■ **Article**:
start

The 2012 Sun Belt Conference football season was the 12th season of college football play for the Sun Belt Conference. The season began August 30, 2012 and concluded January 6, 2013 as part of the 2012-13 NCAA Division I FBS football season. Ten teams participated in the competition: Arkansas State, Florida Atlantic, Florida International, Louisiana–Lafayette, Louisiana–Monroe, Middle Tennessee State, North Texas, South Alabama, Troy and Western Kentucky.

As part of the 2010-13 NCAA conference realignment, this was Florida Atlantic's and Florida International's final season in the conference before moving to Conference USA in 2013.

South Alabama competed in the Sun Belt for the first time and became the conference's tenth team. Due to NCAA transitional rules, South Alabama was not eligible for a conference championship or postseason play.

end

■ **Written instruction A**: Pull out every line of the rows below that contains the word "outline".

■ **The records**:

start

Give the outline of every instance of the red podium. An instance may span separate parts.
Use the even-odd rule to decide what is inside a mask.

end
start

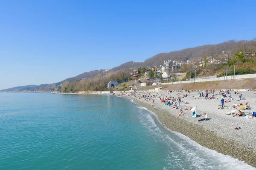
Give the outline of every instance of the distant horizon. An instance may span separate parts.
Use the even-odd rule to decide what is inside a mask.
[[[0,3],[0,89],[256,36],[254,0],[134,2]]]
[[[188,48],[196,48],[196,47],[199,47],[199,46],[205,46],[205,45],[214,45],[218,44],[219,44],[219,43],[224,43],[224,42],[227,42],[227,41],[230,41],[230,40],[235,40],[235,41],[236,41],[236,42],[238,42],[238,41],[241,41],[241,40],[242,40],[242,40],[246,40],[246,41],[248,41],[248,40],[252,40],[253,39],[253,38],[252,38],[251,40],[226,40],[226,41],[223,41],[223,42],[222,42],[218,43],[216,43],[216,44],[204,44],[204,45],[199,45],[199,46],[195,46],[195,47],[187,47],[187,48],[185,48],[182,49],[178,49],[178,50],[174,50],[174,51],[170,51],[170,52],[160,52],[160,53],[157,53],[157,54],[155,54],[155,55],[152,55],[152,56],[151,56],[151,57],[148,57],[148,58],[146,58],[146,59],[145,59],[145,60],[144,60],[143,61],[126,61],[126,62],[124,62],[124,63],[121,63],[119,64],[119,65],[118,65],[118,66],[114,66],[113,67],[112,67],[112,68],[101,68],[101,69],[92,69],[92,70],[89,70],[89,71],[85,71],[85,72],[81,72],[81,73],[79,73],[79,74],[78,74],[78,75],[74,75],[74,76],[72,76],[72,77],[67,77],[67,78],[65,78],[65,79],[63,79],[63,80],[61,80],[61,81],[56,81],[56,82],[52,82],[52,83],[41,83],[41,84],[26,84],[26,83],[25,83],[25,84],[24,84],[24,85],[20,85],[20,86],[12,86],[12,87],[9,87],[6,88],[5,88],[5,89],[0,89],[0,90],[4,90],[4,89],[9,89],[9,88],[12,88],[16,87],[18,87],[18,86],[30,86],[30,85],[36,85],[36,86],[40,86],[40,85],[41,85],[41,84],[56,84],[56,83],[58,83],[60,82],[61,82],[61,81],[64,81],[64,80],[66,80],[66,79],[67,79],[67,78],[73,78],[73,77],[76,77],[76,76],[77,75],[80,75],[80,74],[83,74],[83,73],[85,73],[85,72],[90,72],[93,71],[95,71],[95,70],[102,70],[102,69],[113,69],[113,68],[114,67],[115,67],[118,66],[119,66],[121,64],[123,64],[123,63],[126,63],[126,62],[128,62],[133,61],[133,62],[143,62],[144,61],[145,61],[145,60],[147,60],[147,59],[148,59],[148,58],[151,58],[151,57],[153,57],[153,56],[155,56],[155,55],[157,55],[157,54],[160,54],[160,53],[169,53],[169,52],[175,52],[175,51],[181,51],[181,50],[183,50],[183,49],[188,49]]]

end
start

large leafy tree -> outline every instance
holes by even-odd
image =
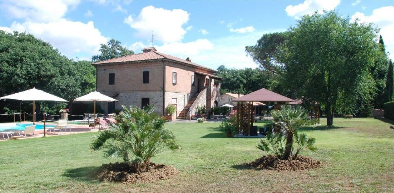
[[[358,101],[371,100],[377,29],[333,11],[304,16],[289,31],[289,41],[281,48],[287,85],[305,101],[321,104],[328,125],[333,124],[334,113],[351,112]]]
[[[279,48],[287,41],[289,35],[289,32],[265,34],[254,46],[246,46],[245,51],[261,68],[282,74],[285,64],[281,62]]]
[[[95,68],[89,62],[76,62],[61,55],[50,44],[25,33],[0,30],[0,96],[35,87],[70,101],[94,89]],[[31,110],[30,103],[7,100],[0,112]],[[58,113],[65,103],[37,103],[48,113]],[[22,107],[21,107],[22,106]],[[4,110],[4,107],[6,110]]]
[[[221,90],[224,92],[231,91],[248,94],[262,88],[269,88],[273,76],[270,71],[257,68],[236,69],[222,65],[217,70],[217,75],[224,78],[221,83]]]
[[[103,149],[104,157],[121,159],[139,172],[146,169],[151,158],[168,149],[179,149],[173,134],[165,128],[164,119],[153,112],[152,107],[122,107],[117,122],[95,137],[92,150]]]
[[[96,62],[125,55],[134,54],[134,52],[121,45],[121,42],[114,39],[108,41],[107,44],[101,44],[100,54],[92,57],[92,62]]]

end

■ **Written instruction B**: According to the Sun Belt football season text, which conference did Florida Atlantic and Florida International join in 2013?

■ **Exercise answer A**:
Give the outline of every instance of the red podium. An instance may span separate parts.
Give the outline of every instance of the distant horizon. An instance may span separate parts.
large leafy tree -> outline every instance

■ **Exercise answer B**: Conference USA.